*Document segment:*
Segment Open

To bridge the gap between the two disciplines, “We need to collaborate with our sleep medicine colleagues and integrate the sleep surgery and sleep medicine curriculums,” said Ryan J. Soose, MD, of the division of sleep surgery at the University of Pittsburgh Medical Center. “Sleep is a very multidisciplinary specialty by nature. Having one foot in sleep medicine and one foot in sleep surgery is not a problem, but rather a huge benefit. An ideal program is one with broad educational experience that includes pulmonary, neurology, psychiatry, pediatric, dental, and surgery perspectives. This diversity will provide well-rounded training and best prepare trainees for a successful career in sleep.”
According to Dr. Weaver, key ingredients for a hybrid program are an existing ACGME-accredited sleep medicine fellowship, an experienced sleep surgeon or team in the fellowship that practices the full range of sleep surgery (or at least the parts of sleep surgery of interest to trainees), and a collaborative sleep medicine team that works closely and well with the sleep surgery team.
Dr. Weaver believes funding might be a challenge for some new programs. “ACGME-accredited fellows are not allowed to bill directly for their services or have attending hospital privileges, which limits the funding and programmatic flexibility,” he said. However, ACGME accreditation ensures an excellent, well-rounded training experience and provides eligibility for sleep medicine board sub-certification that would otherwise not be available.

Segment Closed

*Entries shown:*

Segment Open

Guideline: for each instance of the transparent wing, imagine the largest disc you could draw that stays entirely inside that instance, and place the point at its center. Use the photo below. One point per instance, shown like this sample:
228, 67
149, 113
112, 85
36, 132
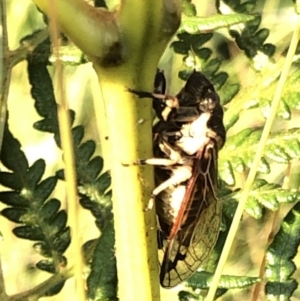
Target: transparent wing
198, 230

Segment Closed
Segment Open

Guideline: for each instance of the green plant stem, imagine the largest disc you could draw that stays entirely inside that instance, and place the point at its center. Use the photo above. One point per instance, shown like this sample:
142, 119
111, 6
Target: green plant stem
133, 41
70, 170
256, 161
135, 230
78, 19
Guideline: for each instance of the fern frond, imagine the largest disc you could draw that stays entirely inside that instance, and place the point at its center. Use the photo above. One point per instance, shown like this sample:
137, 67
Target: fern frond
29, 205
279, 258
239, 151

Segment Closed
Segment Open

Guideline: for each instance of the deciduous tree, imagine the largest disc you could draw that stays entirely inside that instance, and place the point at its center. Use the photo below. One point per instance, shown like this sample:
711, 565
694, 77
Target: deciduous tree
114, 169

Segment Closed

*Exercise:*
Answer these from the text on sleep surgery training:
(a) Which perspectives does Dr. Soose say an ideal program's educational experience includes?
(b) What kind of fellowship does Dr. Weaver say must already exist for a hybrid program?
(c) What two things are ACGME-accredited fellows not allowed to do?

*Result for this task:*
(a) Pulmonary, neurology, psychiatry, pediatric, dental, and surgery perspectives.
(b) An ACGME-accredited sleep medicine fellowship.
(c) Bill directly for their services or have attending hospital privileges.